* Document section
◆ ◆ ◆
# 4,000+ calorie diet



## Grinch (Aug 11, 2016)

You guys like to eat. I need a 4,000 calorie diet plan without fast-food. Someone mentioned an egg and steak and chicken shake. This sounds brutal andfoul but I'll try it. I know all about meal prep but I'm reaching out for somthing new. Tryi g to make some changes but need some pro help.


----------



## DF (Aug 11, 2016)

That is nasty ass shit!


----------



## Grinch (Aug 11, 2016)

DF said:


> That is nasty ass shit!



So you've tried it?


----------



## Seeker (Aug 11, 2016)

Eat high calorie dense foods. Peanut butter, steak, olive oil, bacon, salmon, pasta, nuts, brown rice, potato salad, chicken thighs, Nutella, wheat breads, salad dressings and other types of sauces, whole eggs.


----------



## Milo (Aug 11, 2016)

1500 calories at McDs for less than $5


----------



## TheHercWithAMouth (Aug 11, 2016)

Eating a lot is the easiest thing to plan. Basically what seeker said. It's harder to do. Everyone has hit that wall where food is just unappealing but you have to make it go down. I find cycling my meals to work pretty well. I'll fix a few calorie dense crockpot chilis/curries/stews and basically just rotate them. Makes prep easier especially if you're eating a lot of calories. Also, big batches of pasta. Make the sauce separately, crock pot works great here too, and drizzle some olive oil on the pasta before you add the sauce.


----------



## DF (Aug 11, 2016)

Grinch said:


> So you've tried it?



Hell no!!! I'm not blending that shit!

My daily cal intake is 4K.  At least that what MyFitnessPal indicates.  
Breakfast: eggs, cheese, bacon, beef,  toast, home fries ect....
◆ ◆ ◆
Point-based annotation data
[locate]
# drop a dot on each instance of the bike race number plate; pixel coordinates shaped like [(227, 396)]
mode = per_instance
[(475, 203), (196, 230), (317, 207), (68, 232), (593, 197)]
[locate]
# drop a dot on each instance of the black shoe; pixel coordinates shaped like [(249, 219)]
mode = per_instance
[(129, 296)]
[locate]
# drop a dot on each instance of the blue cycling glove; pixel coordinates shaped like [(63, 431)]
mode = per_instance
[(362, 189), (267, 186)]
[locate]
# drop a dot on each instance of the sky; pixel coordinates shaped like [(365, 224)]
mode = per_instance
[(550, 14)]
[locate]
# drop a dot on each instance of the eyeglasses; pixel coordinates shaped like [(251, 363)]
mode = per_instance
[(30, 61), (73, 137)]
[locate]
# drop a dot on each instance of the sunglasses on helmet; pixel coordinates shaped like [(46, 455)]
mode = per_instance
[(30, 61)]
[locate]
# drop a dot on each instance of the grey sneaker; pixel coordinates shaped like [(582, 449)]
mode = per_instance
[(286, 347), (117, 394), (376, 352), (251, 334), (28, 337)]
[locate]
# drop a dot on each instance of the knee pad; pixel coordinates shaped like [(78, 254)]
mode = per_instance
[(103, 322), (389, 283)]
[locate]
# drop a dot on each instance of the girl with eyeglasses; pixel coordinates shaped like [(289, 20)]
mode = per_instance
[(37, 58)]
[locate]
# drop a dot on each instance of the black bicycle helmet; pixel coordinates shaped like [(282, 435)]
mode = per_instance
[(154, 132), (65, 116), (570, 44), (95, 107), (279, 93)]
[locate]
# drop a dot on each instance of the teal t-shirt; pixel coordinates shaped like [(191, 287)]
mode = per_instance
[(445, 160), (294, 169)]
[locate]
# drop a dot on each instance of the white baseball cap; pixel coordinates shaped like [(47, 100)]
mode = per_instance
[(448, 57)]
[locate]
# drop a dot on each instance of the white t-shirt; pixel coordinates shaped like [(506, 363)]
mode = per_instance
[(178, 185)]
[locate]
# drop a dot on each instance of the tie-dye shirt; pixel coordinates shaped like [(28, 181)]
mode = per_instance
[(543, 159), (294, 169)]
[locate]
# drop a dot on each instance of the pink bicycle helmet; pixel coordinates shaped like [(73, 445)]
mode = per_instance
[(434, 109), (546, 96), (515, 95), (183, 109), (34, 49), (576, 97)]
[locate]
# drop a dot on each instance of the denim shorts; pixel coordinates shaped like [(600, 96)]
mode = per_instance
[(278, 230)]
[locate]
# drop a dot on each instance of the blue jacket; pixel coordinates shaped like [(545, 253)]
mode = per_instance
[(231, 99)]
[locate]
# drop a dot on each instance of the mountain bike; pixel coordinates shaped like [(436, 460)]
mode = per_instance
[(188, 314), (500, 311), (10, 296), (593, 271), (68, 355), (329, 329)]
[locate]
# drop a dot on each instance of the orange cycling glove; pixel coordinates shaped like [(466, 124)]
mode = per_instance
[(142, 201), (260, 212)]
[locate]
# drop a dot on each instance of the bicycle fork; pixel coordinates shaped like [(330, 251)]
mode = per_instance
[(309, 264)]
◆ ◆ ◆
* Exercise set
- A) Translate this sentence from the calorie diet thread into Spanish: "I find cycling my meals to work pretty well."
- B) In the calorie diet thread, what daily calorie intake does DF say MyFitnessPal indicates?
- C) In the calorie diet thread, rewrite the paragraph beginning "Eating a lot is the easiest thing to plan" as a short bulleted list that keeps its main points.

* Exercise answers
- A) Me parece que alternar mis comidas funciona bastante bien.

- B) 4K calories a day.

- C)
- Eating a lot is easy to plan but harder to actually do, and food can start to feel unappealing.
- Eat calorie-dense foods, as Seeker suggested.
- Cycle meals by making a few calorie-dense crockpot chilis, curries or stews and rotating them, which makes prep easier.
- Cook big batches of pasta, make the sauce separately (a crockpot works well for this), and drizzle olive oil on the pasta before adding the sauce.